Jermaine Cooper, a coach of the West Beaumont Bulldogs in Beaumont, Texas, was caught on camera by a team parent dancing to “Atomic Dog” by George Clinton during his team’s pre-game warm-up earlier this month.
Cooper said today on “Good Morning America” that the song is well-known by his fraternity, Omega Psi Phi. When a fellow coach decided to play the song before the game, Cooper could not resist busting a move.
“It wasn’t nothing planned at all,” said Cooper, whose uncle is the team's head coach and whose nephew plays for the team. “I just went ahead and did what I was always known to do.”
Video of Cooper’s dance has been viewed more than 12,000 times on Instagram.
Cooper said that whenever the song comes on, members of Omega Psi Phi, the first international fraternal organization founded on the campus of a historically black college, according to its website, are expected to do a hop.

★ ★ ★

* _OBJECTIVE 1_:
Answer these questions using the article on the Bulldogs coach's dance:
(a) What song was Cooper dancing to?
(b) How many Instagram views has the video of the dance received?
(c) How is Cooper related to the team's head coach?
* _OBJECTIVE 2_: Write the next paragraph of the article on Jermaine Cooper's pre-game dance, starting after its final sentence.
The listing that comes next is from a separate source.

* _DATA PROVIDED_:
★ ★ ★

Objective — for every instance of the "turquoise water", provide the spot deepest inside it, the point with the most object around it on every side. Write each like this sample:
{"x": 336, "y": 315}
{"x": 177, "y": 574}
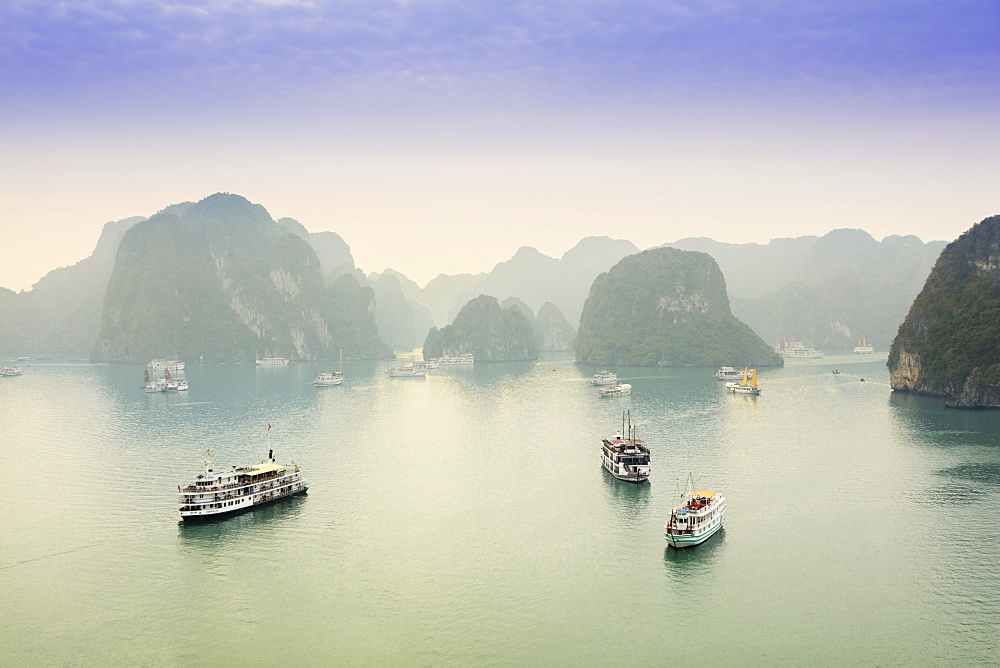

★ ★ ★

* _REPLY 1_:
(a) "Atomic Dog" by George Clinton
(b) More than 12,000
(c) The head coach is Cooper's uncle.

* _REPLY 2_:
“We strive for greatness and so everything that we do, we always want to look good at what we do,” he said. “When that song comes on, every member that’s a member of Omega Psi Phi, we always set out a hop and so that’s all I was doing. I was setting out one of our hops that we do at parties and stuff like that.”
Cooper, in his second year of coaching the team, is known for the innovative ways he motivates the team's young players. He and his fellow coaches wear shirts that say "I believe. I am. I can. I will" and try to calm the players' nerves before games.
The team won its game this weekend, 31-12. Cooper, who does something different before each game, gave a motivational speech to his players before the start of their most recent victory.